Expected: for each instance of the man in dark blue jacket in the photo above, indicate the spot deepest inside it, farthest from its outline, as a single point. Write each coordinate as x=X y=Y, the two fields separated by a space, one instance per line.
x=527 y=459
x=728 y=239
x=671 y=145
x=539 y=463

--- EXERCISE DETAILS ---
Copy every line of the items above without changing a single character.

--- RESULT BELOW ---
Expected: for each instance of the man in dark blue jacket in the photo above, indicate the spot deepest inside it, farthest from its outline, as a single point. Write each coordinate as x=X y=Y, the two fields separated by a space, one instance per line.
x=527 y=459
x=728 y=239
x=671 y=145
x=539 y=463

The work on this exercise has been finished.